'''
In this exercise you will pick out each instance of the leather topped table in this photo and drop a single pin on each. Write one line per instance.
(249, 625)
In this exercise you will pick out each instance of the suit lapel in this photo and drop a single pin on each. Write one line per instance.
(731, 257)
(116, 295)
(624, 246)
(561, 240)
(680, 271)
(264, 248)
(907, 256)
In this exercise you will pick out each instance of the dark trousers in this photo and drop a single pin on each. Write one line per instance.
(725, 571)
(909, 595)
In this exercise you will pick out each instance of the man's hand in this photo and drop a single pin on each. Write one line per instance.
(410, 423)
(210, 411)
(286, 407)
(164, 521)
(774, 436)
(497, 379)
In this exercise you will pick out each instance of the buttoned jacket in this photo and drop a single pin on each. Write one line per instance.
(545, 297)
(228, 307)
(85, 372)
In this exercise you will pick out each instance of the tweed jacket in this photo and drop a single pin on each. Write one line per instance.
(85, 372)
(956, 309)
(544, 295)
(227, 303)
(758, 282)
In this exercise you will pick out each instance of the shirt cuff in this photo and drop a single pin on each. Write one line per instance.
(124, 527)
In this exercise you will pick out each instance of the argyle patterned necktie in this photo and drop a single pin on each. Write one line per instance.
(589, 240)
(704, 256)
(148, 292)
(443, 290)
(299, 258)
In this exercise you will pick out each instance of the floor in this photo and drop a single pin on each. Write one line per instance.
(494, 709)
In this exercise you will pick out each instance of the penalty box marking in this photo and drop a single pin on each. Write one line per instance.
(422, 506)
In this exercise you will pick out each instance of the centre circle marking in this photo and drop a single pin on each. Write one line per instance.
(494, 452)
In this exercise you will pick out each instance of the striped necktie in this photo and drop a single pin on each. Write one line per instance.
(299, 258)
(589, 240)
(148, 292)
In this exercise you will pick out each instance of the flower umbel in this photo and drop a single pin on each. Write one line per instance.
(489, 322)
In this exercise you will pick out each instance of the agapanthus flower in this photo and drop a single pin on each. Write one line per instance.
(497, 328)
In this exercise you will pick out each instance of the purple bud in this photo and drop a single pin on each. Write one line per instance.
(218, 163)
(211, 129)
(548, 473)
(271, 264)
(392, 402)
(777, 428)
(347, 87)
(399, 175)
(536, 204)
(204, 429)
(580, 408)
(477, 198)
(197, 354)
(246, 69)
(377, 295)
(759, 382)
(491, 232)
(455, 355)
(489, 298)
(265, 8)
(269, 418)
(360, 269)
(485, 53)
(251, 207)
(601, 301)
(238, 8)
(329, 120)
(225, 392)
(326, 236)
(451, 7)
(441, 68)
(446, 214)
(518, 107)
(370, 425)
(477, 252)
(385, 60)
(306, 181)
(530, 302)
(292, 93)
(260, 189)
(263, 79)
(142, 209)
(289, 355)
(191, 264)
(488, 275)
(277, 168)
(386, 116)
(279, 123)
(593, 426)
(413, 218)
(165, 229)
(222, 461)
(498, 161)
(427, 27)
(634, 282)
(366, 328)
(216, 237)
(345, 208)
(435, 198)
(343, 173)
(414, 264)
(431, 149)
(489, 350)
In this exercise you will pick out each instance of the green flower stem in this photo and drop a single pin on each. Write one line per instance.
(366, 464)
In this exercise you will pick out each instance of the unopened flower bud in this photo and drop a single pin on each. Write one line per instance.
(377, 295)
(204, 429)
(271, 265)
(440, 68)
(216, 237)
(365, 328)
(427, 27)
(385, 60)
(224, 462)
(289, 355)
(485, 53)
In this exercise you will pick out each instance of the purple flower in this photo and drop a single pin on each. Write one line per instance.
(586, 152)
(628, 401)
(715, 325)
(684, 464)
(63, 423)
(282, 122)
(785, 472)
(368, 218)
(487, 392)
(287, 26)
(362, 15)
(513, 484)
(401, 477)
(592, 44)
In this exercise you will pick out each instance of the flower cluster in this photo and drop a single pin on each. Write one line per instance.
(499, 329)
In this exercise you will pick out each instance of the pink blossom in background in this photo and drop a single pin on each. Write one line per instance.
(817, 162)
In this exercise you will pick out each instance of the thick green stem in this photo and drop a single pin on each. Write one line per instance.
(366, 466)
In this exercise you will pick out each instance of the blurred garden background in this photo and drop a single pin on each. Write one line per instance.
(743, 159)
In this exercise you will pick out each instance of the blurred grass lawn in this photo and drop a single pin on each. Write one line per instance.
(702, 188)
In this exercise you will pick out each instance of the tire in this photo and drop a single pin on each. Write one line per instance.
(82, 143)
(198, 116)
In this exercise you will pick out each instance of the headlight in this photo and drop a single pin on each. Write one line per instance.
'''
WORK INSTRUCTIONS:
Send back all of the entries exactly, with nothing missing.

FINISHED TASK:
In this exercise you will pick out each instance of the leather topped table in this photo and drop a single pin on each. Write one line per instance.
(249, 625)
In this exercise you will pick out each instance of the suit lapel in this photo and drop a single pin on each. Write one line per instance.
(731, 257)
(116, 295)
(624, 246)
(561, 240)
(680, 271)
(264, 248)
(907, 256)
In this exercise you will pick out each instance of the dark trousers in this photo and drop a single pin on each. Write one line per instance.
(725, 571)
(909, 595)
In this exercise you will pick out each instance of the man's hand in this photo and drop a single pin on each. Write one line per instance.
(410, 423)
(210, 411)
(286, 407)
(164, 521)
(774, 436)
(497, 379)
In this exercise you will pick out each instance of the buttoned jacket in this photo and drop a single pin on each. Write one line per instance.
(545, 297)
(228, 307)
(85, 372)
In this exercise you will pick out each instance of the tweed jacket in this photo and drop a single pin on each. Write one line per instance.
(85, 372)
(956, 309)
(544, 295)
(227, 303)
(758, 282)
In this exercise you will pick out each instance of the shirt cuff in this photo and drop a single pin on each. Write one line per instance.
(124, 527)
In this exercise you will pick out each instance of the argyle patterned necktie in this photo and drop a single pin on each. Write one line per instance.
(589, 240)
(704, 256)
(148, 292)
(443, 290)
(299, 258)
In this exercise you will pick out each instance of the floor in this photo and drop a single pin on each. Write one line per instance.
(494, 709)
In this exercise you will pick out each instance of the penalty box marking in this photo and drop a single pin on each. Write one line per instance.
(422, 506)
In this exercise you will pick out each instance of the centre circle marking in this photo and drop a single pin on each. Write one line per instance.
(494, 452)
In this exercise you will pick out each instance of the striped necktie in this photo and drop a single pin on each. Write one line per instance.
(299, 258)
(589, 240)
(148, 292)
In this exercise you will pick out each instance of the flower umbel in this photo and drop a single pin on each. Write one line per instance.
(489, 322)
In this exercise you will pick out each instance of the agapanthus flower in this photo and drop a single pin on each. Write one line per instance.
(497, 328)
In this exercise you will pick out each instance of the purple bud in this photo and drop a single pin on each. Write one line per instance.
(218, 163)
(211, 129)
(548, 473)
(271, 264)
(392, 402)
(777, 428)
(347, 87)
(399, 175)
(536, 204)
(204, 429)
(580, 408)
(477, 198)
(197, 354)
(246, 69)
(377, 295)
(759, 382)
(491, 232)
(455, 355)
(489, 298)
(265, 8)
(269, 418)
(360, 269)
(485, 53)
(251, 207)
(601, 301)
(238, 8)
(329, 120)
(225, 392)
(326, 236)
(451, 7)
(441, 68)
(446, 214)
(518, 107)
(370, 425)
(477, 252)
(385, 60)
(306, 181)
(530, 302)
(292, 93)
(260, 189)
(263, 79)
(142, 209)
(289, 355)
(191, 264)
(488, 275)
(277, 168)
(386, 116)
(279, 123)
(593, 426)
(413, 218)
(165, 229)
(222, 461)
(498, 161)
(427, 27)
(634, 282)
(366, 328)
(216, 237)
(345, 208)
(435, 198)
(343, 173)
(414, 264)
(431, 149)
(489, 350)
In this exercise you will pick out each instance of the green flower stem in this photo and drop a single pin on each. Write one line per instance.
(366, 464)
In this exercise you will pick out each instance of the unopened flower bud in this photo and drop a single pin on each. Write one line per instance.
(377, 295)
(204, 429)
(271, 265)
(440, 68)
(216, 237)
(365, 328)
(427, 27)
(385, 60)
(224, 462)
(289, 355)
(485, 53)
In this exercise you will pick out each instance of the purple flower in this photo and drop a single pin on each. Write one line per instance.
(586, 152)
(628, 401)
(715, 325)
(684, 464)
(63, 423)
(282, 122)
(785, 472)
(368, 218)
(487, 392)
(287, 26)
(362, 15)
(513, 484)
(401, 477)
(592, 44)
In this exercise you will pick out each instance of the flower cluster in this photo and drop a single pin on each. Write one line per instance.
(499, 329)
In this exercise you will pick out each instance of the pink blossom in background in this photo and drop a single pin on each. Write one line per instance.
(817, 162)
In this exercise you will pick out each instance of the thick green stem in this photo and drop a single pin on each. Write one line per instance.
(366, 466)
In this exercise you will pick out each instance of the blurred garden background in this photo and drop a single pin on each. Write one line per instance.
(743, 159)
In this exercise you will pick out each instance of the blurred grass lawn in this photo and drop a single pin on each. Write one line per instance.
(702, 188)
In this exercise you will pick out each instance of the tire in this photo and drop a single pin on each. Write one line per instance.
(82, 143)
(198, 116)
In this exercise you will pick out each instance of the headlight in this photo and drop a single pin on each. Write one line per instance.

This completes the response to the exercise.